--- Document passage ---
* * * * *

# Meet the Moots....Vamoots CR 62 cm



## AndyMc2006

View attachment 245058


View attachment 245059


I will eventually post pics but I am having problems with my camera so for now this will work.

I have had 5 rides on it and I love it, fits like a glove and very comfortable.

Its 62 cm, Campy Chorus, record hubs, cxp 33 wheels


----------



## pgsky

Campy and Moots are a great combo. Looks great! Congrats!


----------



## HazemBata

Never get tired of seeing those simple, elegant Ti frames. Congrats.


----------



## quinnlogan

*Very Nice*

What made you choose the CR over the standard Vamoots?


----------



## AndyMc2006

I have been accustomed to a "race type" geometry so the dealer thought the CR would be a better choice for me, so far no regrets.

* * * * *

--- Material supplied ---
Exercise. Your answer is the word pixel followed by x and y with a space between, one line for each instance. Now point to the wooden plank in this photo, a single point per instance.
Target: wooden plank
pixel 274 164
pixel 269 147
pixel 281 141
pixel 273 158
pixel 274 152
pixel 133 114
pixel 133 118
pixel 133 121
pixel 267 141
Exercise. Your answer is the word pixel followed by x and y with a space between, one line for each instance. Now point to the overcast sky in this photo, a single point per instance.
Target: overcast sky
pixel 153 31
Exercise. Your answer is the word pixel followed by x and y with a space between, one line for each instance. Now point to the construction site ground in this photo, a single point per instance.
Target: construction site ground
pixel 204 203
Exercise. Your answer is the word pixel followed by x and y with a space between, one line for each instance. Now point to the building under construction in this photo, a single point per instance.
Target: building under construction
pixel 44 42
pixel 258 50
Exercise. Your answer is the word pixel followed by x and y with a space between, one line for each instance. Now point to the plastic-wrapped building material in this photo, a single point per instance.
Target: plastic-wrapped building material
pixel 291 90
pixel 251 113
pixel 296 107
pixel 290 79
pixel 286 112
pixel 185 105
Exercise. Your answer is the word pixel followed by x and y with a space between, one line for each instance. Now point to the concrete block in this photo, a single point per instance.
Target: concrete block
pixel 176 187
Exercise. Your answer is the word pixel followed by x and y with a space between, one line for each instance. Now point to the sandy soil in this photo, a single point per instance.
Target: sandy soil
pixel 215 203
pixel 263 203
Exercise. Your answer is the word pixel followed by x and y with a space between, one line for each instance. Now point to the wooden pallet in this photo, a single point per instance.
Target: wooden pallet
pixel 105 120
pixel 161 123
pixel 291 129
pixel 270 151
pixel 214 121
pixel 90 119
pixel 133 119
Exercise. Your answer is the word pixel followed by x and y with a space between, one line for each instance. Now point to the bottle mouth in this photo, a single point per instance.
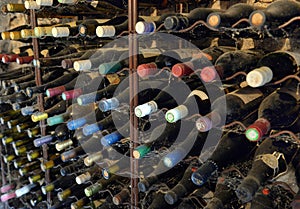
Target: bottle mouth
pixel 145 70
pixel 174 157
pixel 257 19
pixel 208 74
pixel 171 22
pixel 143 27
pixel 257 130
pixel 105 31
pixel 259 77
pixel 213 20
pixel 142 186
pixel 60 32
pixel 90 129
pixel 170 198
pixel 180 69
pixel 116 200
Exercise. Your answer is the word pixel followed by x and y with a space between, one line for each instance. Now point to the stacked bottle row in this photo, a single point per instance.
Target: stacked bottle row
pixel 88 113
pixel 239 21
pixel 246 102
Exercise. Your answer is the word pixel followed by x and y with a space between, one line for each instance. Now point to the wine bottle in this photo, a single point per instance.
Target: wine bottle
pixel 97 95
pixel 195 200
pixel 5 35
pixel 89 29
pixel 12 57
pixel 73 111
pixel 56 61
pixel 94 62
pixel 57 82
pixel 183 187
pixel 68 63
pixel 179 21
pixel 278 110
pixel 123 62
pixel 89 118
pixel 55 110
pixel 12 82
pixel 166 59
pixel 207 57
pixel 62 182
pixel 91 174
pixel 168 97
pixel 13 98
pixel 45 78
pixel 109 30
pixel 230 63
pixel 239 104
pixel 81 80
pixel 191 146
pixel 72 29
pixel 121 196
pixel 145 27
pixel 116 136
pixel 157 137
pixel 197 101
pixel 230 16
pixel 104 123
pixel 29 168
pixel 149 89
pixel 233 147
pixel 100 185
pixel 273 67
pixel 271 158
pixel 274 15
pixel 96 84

* * * * *

--- Request ---
Copy the passage of the Vamoots CR thread word for word from "What made you" to "far no regrets.".

--- Task result ---
What made you choose the CR over the standard Vamoots?


----------



## AndyMc2006

I have been accustomed to a "race type" geometry so the dealer thought the CR would be a better choice for me, so far no regrets.